» **Görevin amacı**:
Aşağıdaki grafen pilleri metnini son cümlesinden sonra yazarak sürdürün.

» **Metin bölümü**:

>>>>>

Ancak grafen dünyanın en verimli elektrik iletkeni olduğu için, elektriği şarj ederken veya boşaltırken çok daha az ısı üretir. Grafen bazlı piller, lityum iyon pillerden beş kat daha hızlı şarj, üç kat daha uzun pil ömrü ve değiştirilmeye gerek kalmadan beş kat daha fazla döngü vaat ediyor.

Samsung ve Huawei gibi elektronik şirketleri grafen temelli bataryaya sahip akıllı telefon ve diğer ürünleri en erken 2021’de piyasaya sürmeyi planlıyor. Elektrikli araçlar için grafen kullanımında ise durum biraz farklı. Grafen bataryaların üretilmesi biraz zaman alacaktır çünkü bütün elektrikli araba endüstrisi lityum iyon pil teknolojisi üzerine kuruldu ve değişmesi kolay olmayacak, zaman alacak…

Saf grafen ve grafen bazlı çipler üreten, bunları akademik araştırmacılara ve AR-GE departmanlarına satan bir şirket olan Graphanea CEO’su Jesus de la Fuente “Pil endüstrisi son derece muhafazakar. Her beş ila on yılda bir pillerin bileşimini birkaç kez değiştirebilir ve bu da bu sektöre yeni ürünler sunmayı çok zorlaştırır." diyor.

<<<<<

» **Toplanan veriler**:

>>>>>

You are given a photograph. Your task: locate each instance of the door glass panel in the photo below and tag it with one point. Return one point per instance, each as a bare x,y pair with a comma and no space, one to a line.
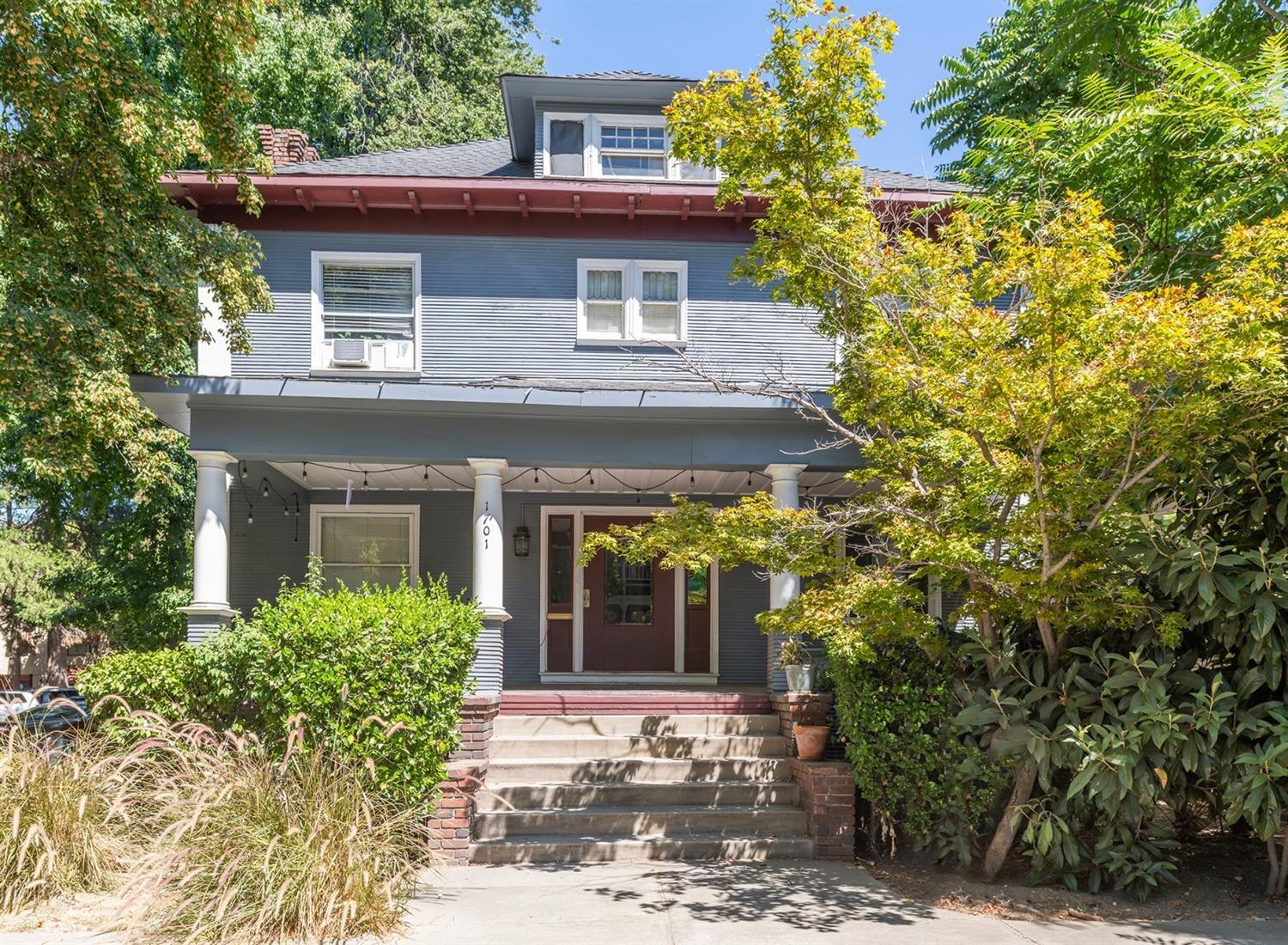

<<<<<

» **Görev yanıtı**:
Piyasada, Real Graphene adlı bir şirketin kablolu ve kablosuz şarj cihazları da dahil olmak üzere birkaç grafen bazlı pilleri vardır. Ancak bunlar buzdağının görünen kısmı diyor Andrea Ferrari, ki Ferrari yukarda belirttiğimiz rollerinin dışında, Avrupa Birliği tarafından grafen teknolojisinin gelişimini hızlandırmak için 1 milyar euroluk yatırımla oluşturulan. Grafen Amiral Gemisi (Graphene Flagship) projesinin bilim ve teknoloji sorumlusudur. Flagship ile araştırma ortakları, %20 kapasite ve %15 enerji ile günümüzün en iyi yüksek enerjili hücrelerini geride bırakan grafen piller üretiyorlar.

GRAFENİN BAŞKA ALANLARDA KULLANIMI

            Grafen pazara piller vasıtasıyla girse de araştırmacılar bununla yetinmiyor, bu mucizevi malzeme için başka kullanım alanları da keşfetmeye devam ediyor. Biyosensörler bu alanların şu anda en önemlisi dersek yanılmış veya abartmış olmayız. İnsülin seviyesi veya kan basıncı gibi gerçek zamanlı sağlık verilerini izlemek için kan dolaşımına enjekte edilebilecek inanılmaz derecede ince ve esnek bir çip hayal edin ya da yaklaşan bir epilepsi nöbetini tespit etmek ve hatta önlemek için beyne sinyal gönderen bir grafen arayüz.

Fotonikler de aynı zamanda grafen içeren başka bir alan. Grafeni ışığa duyarlı çiplere, kameralara ve diğer sensörlere entegre etmek, görünür ve görünmez spektrumdaki en zayıf ışık dalgalarına bile hassasiyeti büyük ölçüde artırabilir.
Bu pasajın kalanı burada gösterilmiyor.